● **What you should do**
Starting with the line that contains "as in (465,99).", reproduce each line through the end of the listing below, with no other output.

● **Records provided**
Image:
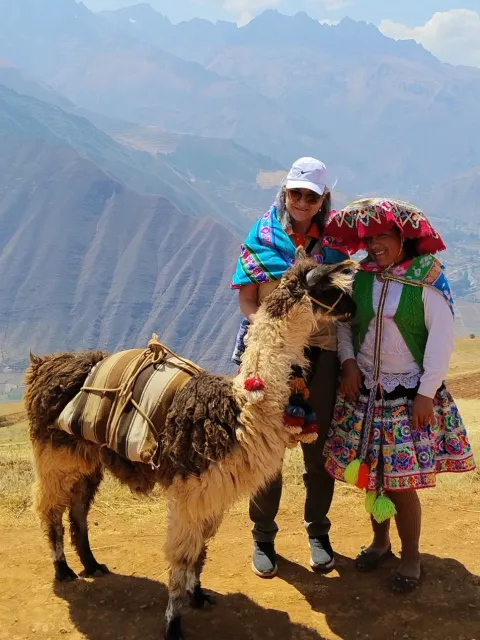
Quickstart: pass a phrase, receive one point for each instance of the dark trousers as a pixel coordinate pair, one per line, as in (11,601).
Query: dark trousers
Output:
(319,484)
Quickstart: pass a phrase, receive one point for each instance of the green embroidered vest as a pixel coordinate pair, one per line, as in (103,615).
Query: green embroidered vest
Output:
(409,317)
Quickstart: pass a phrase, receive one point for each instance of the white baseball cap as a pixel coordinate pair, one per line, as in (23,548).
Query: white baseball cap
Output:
(307,173)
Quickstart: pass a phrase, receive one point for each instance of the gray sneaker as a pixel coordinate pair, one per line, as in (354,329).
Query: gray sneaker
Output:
(321,558)
(264,560)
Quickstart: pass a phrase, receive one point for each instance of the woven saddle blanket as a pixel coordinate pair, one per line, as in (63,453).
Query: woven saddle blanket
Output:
(125,400)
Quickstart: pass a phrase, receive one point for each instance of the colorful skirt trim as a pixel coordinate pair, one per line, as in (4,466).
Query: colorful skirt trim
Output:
(399,456)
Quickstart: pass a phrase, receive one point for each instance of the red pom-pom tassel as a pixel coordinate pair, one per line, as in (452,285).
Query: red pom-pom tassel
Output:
(254,384)
(293,421)
(363,475)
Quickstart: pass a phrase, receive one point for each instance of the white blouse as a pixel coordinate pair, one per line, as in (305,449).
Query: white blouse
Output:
(397,366)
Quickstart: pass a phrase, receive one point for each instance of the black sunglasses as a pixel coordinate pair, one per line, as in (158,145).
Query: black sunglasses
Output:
(310,197)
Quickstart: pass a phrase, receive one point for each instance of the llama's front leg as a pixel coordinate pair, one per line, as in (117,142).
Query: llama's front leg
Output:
(185,551)
(198,597)
(82,497)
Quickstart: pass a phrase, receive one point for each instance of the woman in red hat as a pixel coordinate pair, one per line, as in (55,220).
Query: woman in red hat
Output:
(395,424)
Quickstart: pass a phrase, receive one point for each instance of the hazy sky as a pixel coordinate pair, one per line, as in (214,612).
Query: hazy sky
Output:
(448,28)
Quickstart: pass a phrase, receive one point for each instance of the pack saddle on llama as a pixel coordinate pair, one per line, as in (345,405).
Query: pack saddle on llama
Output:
(208,441)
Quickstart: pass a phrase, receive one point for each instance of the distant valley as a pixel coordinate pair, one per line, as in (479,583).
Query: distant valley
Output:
(135,154)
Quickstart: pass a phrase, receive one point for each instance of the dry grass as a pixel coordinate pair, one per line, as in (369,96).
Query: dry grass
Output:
(16,474)
(466,357)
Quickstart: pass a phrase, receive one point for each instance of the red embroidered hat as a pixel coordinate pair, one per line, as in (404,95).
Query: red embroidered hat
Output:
(366,218)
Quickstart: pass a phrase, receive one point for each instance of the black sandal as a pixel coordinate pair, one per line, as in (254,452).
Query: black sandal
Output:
(368,561)
(403,584)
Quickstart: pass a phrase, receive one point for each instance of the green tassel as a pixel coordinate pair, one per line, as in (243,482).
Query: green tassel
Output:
(370,500)
(383,509)
(351,472)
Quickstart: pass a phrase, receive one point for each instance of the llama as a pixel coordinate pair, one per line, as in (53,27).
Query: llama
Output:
(223,438)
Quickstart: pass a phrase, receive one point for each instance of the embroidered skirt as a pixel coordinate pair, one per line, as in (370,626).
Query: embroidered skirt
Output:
(399,456)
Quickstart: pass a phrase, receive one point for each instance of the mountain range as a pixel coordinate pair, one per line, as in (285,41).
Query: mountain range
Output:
(136,153)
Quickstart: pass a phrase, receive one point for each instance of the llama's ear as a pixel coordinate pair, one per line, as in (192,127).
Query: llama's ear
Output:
(341,276)
(35,359)
(300,254)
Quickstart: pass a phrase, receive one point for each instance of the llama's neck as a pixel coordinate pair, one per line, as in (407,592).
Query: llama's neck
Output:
(273,346)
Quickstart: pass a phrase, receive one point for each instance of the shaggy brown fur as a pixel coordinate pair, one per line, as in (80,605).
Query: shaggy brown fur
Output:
(200,428)
(219,441)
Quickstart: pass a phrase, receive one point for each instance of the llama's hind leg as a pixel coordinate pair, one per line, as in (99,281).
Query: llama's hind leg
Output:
(53,525)
(50,503)
(59,466)
(82,496)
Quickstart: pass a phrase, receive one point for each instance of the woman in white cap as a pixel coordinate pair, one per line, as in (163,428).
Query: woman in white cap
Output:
(297,218)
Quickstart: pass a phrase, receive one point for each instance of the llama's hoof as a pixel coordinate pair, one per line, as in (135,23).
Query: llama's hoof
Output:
(199,599)
(96,571)
(63,573)
(173,630)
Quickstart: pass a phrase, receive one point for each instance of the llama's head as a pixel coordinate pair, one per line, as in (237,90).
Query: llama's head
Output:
(324,290)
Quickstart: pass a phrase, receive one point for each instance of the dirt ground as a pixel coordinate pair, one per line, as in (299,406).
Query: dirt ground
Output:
(128,535)
(297,604)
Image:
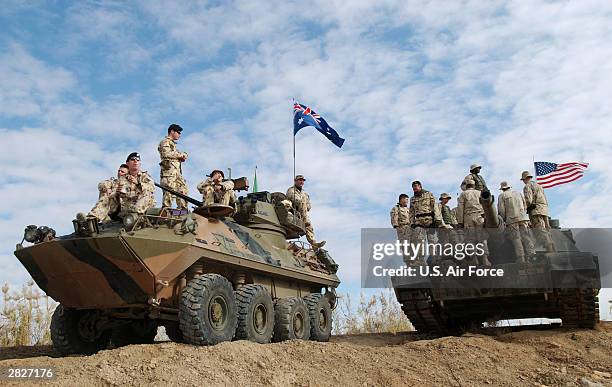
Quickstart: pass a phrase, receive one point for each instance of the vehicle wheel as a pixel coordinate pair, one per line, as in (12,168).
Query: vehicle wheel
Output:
(320,317)
(255,314)
(135,332)
(173,331)
(291,319)
(207,312)
(71,332)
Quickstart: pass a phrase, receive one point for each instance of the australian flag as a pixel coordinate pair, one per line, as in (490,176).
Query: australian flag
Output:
(305,116)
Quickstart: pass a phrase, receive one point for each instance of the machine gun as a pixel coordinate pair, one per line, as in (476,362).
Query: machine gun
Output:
(189,199)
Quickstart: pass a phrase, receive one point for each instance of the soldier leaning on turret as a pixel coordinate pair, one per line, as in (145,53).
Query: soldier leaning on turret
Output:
(217,190)
(470,216)
(511,208)
(136,189)
(108,200)
(537,208)
(479,182)
(400,218)
(171,171)
(424,214)
(301,202)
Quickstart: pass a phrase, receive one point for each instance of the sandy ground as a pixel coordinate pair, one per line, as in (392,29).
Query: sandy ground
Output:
(497,358)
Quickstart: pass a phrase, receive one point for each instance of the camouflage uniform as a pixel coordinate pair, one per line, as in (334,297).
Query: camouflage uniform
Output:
(511,208)
(137,196)
(301,202)
(471,214)
(538,216)
(424,215)
(171,173)
(225,196)
(400,220)
(479,182)
(107,200)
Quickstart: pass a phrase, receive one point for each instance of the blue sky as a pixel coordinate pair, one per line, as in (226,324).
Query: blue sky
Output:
(420,90)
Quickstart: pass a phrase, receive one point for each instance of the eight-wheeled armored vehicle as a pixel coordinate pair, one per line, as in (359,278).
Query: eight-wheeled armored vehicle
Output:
(206,278)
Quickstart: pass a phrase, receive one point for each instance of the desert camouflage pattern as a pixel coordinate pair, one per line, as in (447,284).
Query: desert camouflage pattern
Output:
(479,182)
(138,193)
(225,195)
(301,202)
(171,172)
(107,200)
(146,267)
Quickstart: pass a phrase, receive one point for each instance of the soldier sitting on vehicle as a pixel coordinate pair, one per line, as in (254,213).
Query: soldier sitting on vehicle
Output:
(108,200)
(217,190)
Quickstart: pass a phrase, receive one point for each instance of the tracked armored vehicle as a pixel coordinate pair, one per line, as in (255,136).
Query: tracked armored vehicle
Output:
(206,278)
(559,285)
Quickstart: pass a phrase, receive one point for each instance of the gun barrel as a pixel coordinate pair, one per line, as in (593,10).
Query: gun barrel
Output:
(180,195)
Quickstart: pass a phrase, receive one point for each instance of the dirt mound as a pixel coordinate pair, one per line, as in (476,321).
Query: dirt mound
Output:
(516,358)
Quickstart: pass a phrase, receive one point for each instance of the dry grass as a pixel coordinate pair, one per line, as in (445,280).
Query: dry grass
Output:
(25,316)
(377,314)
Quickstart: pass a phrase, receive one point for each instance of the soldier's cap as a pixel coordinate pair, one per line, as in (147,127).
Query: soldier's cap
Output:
(525,175)
(133,156)
(217,170)
(175,127)
(504,185)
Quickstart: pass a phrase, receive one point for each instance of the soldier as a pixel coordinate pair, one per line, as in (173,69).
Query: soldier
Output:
(479,183)
(216,190)
(424,215)
(511,208)
(108,203)
(537,208)
(171,172)
(136,189)
(447,214)
(470,216)
(400,218)
(301,202)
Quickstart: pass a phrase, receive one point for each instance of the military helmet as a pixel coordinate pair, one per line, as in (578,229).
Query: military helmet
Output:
(525,175)
(444,195)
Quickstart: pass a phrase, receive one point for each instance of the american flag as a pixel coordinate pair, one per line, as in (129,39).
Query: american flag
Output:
(551,174)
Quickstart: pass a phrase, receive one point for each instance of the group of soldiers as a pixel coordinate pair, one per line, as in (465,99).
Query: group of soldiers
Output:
(133,190)
(416,217)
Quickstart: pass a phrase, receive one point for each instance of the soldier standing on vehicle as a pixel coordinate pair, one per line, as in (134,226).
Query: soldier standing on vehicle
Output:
(424,215)
(479,182)
(216,189)
(136,189)
(400,218)
(171,169)
(537,209)
(108,200)
(301,202)
(511,208)
(470,216)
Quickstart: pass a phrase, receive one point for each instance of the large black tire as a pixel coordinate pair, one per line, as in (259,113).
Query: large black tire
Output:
(207,311)
(255,314)
(136,332)
(320,314)
(65,335)
(292,321)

● **Output of the exercise**
Quickstart: pass a phrase, receive one point for each instance of the group of soldiers as a pixel coordinate pair, one per line, as in (465,99).
Query: group of soldiers
Output:
(133,190)
(416,217)
Quickstart: pass a phrase, receive one point for each instance of the soldier standing on vehicle as a pixel coordinate pair, one per line, as in (134,226).
Query: soldier standing on vehicle
Output:
(424,215)
(479,182)
(216,189)
(136,189)
(400,218)
(171,169)
(537,209)
(108,200)
(301,202)
(511,208)
(470,216)
Quickstart: pass a phrase, receive one point for each instance of the large black tire as a pixel coordinate pair, one per line, as in (259,113).
Query: large black tire
Output:
(207,311)
(255,314)
(136,332)
(320,314)
(65,335)
(292,321)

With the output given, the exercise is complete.